The data: Begin

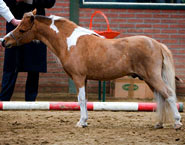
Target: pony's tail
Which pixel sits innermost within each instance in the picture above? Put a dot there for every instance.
(168, 76)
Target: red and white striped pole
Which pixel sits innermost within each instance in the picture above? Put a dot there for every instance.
(114, 106)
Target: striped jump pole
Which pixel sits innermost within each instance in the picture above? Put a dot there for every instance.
(93, 106)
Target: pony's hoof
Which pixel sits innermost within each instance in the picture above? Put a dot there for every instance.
(82, 125)
(178, 126)
(158, 126)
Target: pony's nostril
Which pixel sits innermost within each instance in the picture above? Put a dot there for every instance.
(3, 43)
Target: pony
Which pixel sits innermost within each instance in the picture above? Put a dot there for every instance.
(85, 55)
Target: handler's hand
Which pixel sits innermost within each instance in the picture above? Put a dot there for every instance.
(15, 22)
(1, 47)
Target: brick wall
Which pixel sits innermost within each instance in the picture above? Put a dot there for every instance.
(167, 26)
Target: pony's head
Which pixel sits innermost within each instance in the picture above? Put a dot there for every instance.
(23, 33)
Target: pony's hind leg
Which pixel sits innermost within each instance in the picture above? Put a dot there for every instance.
(166, 102)
(80, 86)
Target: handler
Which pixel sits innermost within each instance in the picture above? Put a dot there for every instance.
(29, 58)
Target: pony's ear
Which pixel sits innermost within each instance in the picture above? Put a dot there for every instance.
(32, 18)
(34, 11)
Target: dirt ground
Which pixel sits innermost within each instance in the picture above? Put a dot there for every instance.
(105, 127)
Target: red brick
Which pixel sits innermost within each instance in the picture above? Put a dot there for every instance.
(168, 31)
(151, 30)
(161, 15)
(135, 20)
(152, 20)
(143, 25)
(127, 15)
(160, 25)
(143, 15)
(127, 25)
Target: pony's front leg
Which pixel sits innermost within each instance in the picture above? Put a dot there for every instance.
(83, 108)
(80, 86)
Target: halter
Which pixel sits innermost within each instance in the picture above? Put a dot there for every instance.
(17, 40)
(12, 35)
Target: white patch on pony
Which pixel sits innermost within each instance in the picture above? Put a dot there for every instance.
(53, 18)
(7, 35)
(79, 31)
(83, 108)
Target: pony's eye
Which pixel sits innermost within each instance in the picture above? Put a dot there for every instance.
(22, 31)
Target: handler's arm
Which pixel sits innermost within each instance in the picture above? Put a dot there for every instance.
(41, 3)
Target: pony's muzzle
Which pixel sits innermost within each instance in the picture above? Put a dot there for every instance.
(3, 43)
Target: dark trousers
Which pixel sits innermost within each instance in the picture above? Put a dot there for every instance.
(8, 85)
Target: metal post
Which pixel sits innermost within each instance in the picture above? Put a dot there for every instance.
(104, 91)
(99, 90)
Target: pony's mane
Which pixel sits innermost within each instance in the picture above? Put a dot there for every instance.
(44, 19)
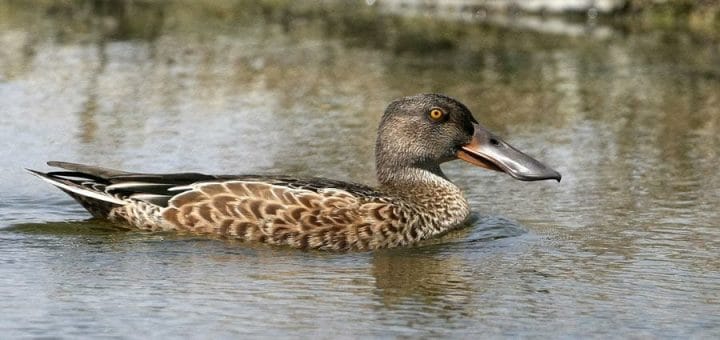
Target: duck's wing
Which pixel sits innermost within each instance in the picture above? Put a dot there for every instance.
(115, 186)
(304, 213)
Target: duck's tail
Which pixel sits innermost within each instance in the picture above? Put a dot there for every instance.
(86, 184)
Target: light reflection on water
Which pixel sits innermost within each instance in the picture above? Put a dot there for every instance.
(626, 244)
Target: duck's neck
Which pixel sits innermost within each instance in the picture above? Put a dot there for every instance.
(436, 204)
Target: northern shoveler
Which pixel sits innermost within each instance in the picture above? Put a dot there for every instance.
(414, 201)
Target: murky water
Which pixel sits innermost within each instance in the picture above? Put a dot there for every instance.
(626, 245)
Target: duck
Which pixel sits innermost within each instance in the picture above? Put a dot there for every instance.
(413, 201)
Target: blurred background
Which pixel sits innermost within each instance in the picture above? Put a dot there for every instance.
(622, 97)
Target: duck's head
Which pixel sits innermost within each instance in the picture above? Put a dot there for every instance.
(422, 131)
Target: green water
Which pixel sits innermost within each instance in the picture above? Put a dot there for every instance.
(625, 246)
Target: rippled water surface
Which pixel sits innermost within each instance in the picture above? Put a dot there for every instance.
(626, 245)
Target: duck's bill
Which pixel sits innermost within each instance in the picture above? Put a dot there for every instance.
(489, 151)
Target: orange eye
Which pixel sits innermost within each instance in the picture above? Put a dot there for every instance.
(436, 114)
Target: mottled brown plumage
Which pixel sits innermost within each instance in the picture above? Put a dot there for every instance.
(414, 201)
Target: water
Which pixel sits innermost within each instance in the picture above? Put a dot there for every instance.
(626, 245)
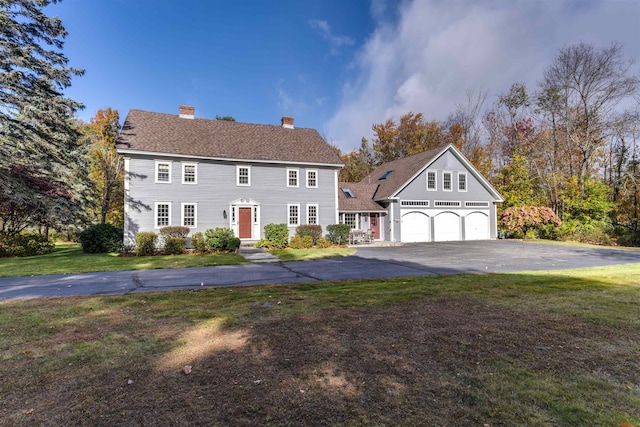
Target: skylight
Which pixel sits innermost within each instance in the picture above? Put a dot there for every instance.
(347, 192)
(385, 175)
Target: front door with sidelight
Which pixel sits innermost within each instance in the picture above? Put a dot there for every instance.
(245, 223)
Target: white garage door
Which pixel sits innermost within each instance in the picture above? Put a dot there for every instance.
(414, 227)
(476, 226)
(446, 227)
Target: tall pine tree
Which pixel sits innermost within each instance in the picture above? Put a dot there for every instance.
(39, 148)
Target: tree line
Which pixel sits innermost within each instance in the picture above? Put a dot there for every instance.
(569, 144)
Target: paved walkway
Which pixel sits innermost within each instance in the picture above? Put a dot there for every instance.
(386, 262)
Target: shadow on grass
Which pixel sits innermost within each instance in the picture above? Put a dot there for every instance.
(507, 349)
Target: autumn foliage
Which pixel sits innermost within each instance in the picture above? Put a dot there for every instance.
(523, 218)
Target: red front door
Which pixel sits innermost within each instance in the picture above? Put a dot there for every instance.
(375, 225)
(244, 226)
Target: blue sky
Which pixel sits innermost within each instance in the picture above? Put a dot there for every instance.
(335, 65)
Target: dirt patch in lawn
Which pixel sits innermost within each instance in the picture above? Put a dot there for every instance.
(450, 361)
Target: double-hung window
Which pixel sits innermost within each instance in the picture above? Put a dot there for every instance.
(312, 214)
(292, 177)
(162, 214)
(189, 173)
(243, 176)
(431, 180)
(462, 181)
(163, 172)
(446, 181)
(294, 214)
(189, 215)
(312, 179)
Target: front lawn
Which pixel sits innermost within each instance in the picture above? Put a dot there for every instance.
(536, 348)
(310, 254)
(69, 258)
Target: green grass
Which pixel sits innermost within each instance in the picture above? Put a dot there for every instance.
(532, 348)
(310, 254)
(69, 258)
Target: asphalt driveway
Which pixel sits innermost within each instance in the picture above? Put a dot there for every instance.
(417, 259)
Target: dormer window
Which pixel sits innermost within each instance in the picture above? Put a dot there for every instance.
(347, 192)
(385, 175)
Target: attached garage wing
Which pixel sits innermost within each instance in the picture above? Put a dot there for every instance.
(446, 227)
(415, 227)
(476, 226)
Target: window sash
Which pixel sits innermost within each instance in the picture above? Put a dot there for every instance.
(312, 214)
(446, 181)
(312, 179)
(189, 215)
(431, 180)
(294, 214)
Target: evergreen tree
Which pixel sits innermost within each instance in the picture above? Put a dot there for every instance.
(39, 148)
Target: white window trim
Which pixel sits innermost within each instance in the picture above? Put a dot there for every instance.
(195, 215)
(317, 213)
(435, 180)
(248, 168)
(289, 205)
(155, 214)
(450, 180)
(316, 172)
(163, 162)
(195, 173)
(466, 182)
(297, 177)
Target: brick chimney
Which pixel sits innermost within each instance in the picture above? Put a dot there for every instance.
(187, 112)
(287, 122)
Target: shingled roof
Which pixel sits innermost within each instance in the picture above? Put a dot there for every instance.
(403, 170)
(363, 200)
(145, 131)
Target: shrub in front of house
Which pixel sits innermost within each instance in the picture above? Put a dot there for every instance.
(298, 242)
(323, 243)
(277, 234)
(338, 233)
(197, 242)
(174, 231)
(315, 231)
(101, 238)
(221, 239)
(174, 246)
(146, 243)
(24, 244)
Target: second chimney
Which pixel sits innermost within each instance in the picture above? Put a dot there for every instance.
(287, 122)
(187, 112)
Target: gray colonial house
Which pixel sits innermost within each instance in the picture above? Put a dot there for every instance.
(433, 196)
(202, 173)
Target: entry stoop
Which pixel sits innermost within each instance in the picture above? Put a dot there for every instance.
(248, 252)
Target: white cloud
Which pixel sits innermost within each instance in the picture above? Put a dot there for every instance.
(336, 42)
(427, 58)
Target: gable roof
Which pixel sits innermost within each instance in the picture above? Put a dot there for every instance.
(363, 200)
(407, 168)
(159, 133)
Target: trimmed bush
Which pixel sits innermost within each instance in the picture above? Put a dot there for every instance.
(323, 243)
(263, 243)
(315, 231)
(174, 245)
(221, 239)
(197, 242)
(26, 244)
(338, 233)
(174, 231)
(298, 242)
(101, 238)
(277, 234)
(146, 243)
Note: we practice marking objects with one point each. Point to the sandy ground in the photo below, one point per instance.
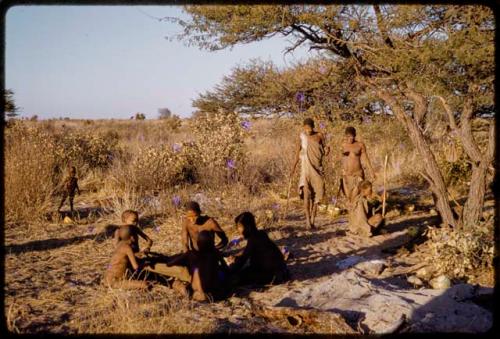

The data: End

■ The task
The required output is the exact lines from the opening line of the entries through the line with "Target: striped jump pole", inclusive, without pictures.

■ Task response
Target: pony's tail
Which pixel sits innermost within each instance in the picture above? Put a dot there for every instance.
(168, 76)
Target: red and white striped pole
Which pixel sits innermost within each instance in the picture above? Put a dot there for every instance.
(114, 106)
Target: striped jump pole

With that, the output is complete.